REQUIRED ACTIONS
A. List every rule that the Ligand Pharmaceuticals filing below cites in the check-box provisions concerning whether the Form 8-K filing also satisfies other filing obligations.
B. Extend the Ligand Pharmaceuticals filing on the appointment of Dr. Gray below by writing the text that follows its final sentence.
___ PAGE EXCERPT ___
SECURITIES AND EXCHANGE COMMISSION
WASHINGTON, D.C. 20549
Pursuant to Section 13 or 15(d) of the
Securities Exchange Act of 1934
Date of Report (Date of earliest event reported): August 18, 2017
LIGAND PHARMACEUTICALS INCORPORATED
(Exact Name of Registrant as Specified in Its Charter)
(State or other jurisdiction of
incorporation or organization)
3911 Sorrento Valley Boulevard, Suite 110
San Diego, CA
(Address of principal executive offices)
(Registrant’s Telephone Number, Including Area Code)
(Former Name or Former Address, if Changed Since Last Report)
Check the appropriate box below if the Form 8-K filing is intended to simultaneously satisfy the filing obligation of the registrant under any of the following provisions:
Written communications pursuant to Rule 425 under the Securities Act (17 CFR 230.425)
Soliciting material pursuant to Rule 14a-12 under the Exchange Act (17 CFR 240.14a-12)
Pre-commencement communications pursuant to Rule 14d-2(b) under the Exchange Act (17 CFR 240.14d-2(b))
Pre-commencement communications pursuant to Rule 13e-4(c) under the Exchange Act (17 CFR 240.13e-4(c))
Indicate by check mark whether the registrant is an emerging growth company as defined in Rule 405 of the Securities Act (17 CFR 230.425) or Rule 12b-2 of the Exchange Act (17 CFR 240.12b-2).
If an emerging growth company, indicate by check mark if the registrant has elected not to use the extended
transition period for complying with any new or revised financial accounting standards provided pursuant to Section
13(a) of the Exchange Act. o
Departure of Directors or Certain Officers; Election of Directors; Appointment of Certain Officers; Compensatory Arrangements of Certain Officers.
Effective as of August 18, 2017, the Board of Directors of Ligand Pharmaceuticals Incorporated (the “Company”) appointed Nancy Ryan Gray, Ph.D. to the Company’s Board of Directors. The appointment was made based upon the recommendation of the Nominating and Corporate Governance Committee of the Company’s Board of Directors.
Dr. Gray, 58, has acted as the President and CEO of Gordon Research Conferences, a nonprofit organization focused on organizing international scientific conferences, since 2003. From December 1997 until August 2003 she served as the Director of Membership for the American Chemical Society. Prior to that, Dr. Gray worked as a Senior Research Scientist at Exxon/Mobil Research and Engineering, a subsidiary of Exxon Mobil Corporation focused on researching oil and gas. Dr. Gray received her B.S. in Chemistry from the University of Notre Dame in 1981 and her Ph.D. in Fuel Science from The Pennsylvania State University in 1985.
___ SOURCE DATA ___
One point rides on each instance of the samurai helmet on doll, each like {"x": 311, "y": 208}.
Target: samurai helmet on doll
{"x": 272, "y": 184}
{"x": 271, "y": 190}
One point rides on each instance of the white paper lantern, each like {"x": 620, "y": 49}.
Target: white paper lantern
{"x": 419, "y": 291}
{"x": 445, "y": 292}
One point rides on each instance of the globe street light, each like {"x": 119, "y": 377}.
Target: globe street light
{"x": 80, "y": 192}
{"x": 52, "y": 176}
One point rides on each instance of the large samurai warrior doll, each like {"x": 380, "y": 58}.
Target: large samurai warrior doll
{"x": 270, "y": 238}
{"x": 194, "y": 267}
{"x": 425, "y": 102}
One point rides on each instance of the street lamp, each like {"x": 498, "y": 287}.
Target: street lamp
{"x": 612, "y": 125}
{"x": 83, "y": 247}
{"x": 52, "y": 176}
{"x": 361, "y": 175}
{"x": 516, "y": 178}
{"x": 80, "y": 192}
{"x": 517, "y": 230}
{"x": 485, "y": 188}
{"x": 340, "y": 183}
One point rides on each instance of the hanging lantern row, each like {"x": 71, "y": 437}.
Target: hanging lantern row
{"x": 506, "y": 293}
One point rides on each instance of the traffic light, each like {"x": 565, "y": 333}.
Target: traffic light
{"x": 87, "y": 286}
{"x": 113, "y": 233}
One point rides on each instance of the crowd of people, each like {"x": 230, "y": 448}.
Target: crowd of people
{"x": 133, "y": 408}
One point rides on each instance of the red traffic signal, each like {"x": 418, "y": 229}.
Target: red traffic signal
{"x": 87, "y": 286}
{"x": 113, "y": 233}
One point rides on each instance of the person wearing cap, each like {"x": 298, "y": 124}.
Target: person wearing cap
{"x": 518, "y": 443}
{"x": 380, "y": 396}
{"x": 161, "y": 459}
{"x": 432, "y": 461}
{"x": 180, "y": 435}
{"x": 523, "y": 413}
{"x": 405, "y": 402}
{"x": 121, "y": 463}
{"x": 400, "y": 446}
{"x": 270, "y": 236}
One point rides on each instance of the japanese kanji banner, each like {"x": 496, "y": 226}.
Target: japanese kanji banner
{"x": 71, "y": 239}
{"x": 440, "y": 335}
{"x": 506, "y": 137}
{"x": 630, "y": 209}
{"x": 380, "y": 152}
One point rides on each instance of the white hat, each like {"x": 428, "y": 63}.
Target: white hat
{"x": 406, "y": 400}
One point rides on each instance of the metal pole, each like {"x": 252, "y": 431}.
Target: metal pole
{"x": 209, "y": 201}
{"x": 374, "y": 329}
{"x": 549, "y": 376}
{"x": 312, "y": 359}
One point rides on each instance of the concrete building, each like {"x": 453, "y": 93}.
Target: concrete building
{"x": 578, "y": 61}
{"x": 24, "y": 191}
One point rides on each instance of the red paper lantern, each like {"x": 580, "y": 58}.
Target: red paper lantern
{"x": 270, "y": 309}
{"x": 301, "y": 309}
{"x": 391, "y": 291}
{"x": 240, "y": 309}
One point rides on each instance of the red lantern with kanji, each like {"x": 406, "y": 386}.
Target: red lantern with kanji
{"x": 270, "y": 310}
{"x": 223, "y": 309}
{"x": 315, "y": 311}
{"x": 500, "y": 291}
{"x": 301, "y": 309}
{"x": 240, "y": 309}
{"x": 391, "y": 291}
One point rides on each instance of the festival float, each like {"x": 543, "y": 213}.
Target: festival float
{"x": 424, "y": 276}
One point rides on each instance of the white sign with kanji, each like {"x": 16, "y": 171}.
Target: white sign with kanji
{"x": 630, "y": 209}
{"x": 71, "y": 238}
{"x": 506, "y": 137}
___
SOLVED PROBLEMS
A.
Rule 425 under the Securities Act (17 CFR 230.425)
Rule 14a-12 under the Exchange Act (17 CFR 240.14a-12)
Rule 14d-2(b) under the Exchange Act (17 CFR 240.14d-2(b))
Rule 13e-4(c) under the Exchange Act (17 CFR 240.13e-4(c))

B.
In connection with her appointment to the Board, pursuant to the Company’s independent director compensation policy, Dr. Gray has been granted restricted stock units representing 913 shares of the Company’s common stock and options to purchase 3,452 shares of the Company’s common stock. The options have an exercise price per share equal to $126.26, the fair market value of the Company’s common stock on the date of grant. The foregoing awards will vest in three equal annual installments on each of the first three anniversaries following the date of grant. Dr. Gray will also receive cash compensation for her service on the Board in accordance with the Company’s independent director compensation policy, as such policy may be amended from time to time.
There are no arrangements or understandings between Dr. Gray and any other person pursuant to which she was selected to serve on the Board of Directors. There are no transactions in which the Company or any of its subsidiaries is a party and in which Dr. Gray has a material interest subject to disclosure under Item 404(a) of Regulation S-K.
Regulation FD Disclosure
On August 21, 2017, the Company issued a press release relating to the appointment of Dr. Gray to the Company’s Board of Directors. A copy of this press release is furnished herewith as Exhibit 99.1 and is incorporated herein by reference.
Note: Information in this Current Report on Form 8-K furnished pursuant to this Item 7.01 shall not be deemed to be “filed” for purposes of Section 18 of the Securities Exchange Act of 1934, as amended, or otherwise subject to the liabilities of that section. The information in this Current Report on Form 8-K furnished pursuant to Item 7.01 shall not be incorporated by reference into any registration statement pursuant to the Securities Act of 1933, as amended.
Financial Statements and Exhibits.
Press release dated August 21, 2017
Pursuant to the requirements of the Securities Exchange Act of 1934, as amended, the registrant has duly caused this report to be signed on its behalf by the undersigned hereunto duly authorized.
LIGAND PHARMACEUTICALS INCORPORATED
Date: August 21, 2017
/s/ Charles Berkam
Vice President, General Counsel and Secretary
Press release dated August 21, 2017.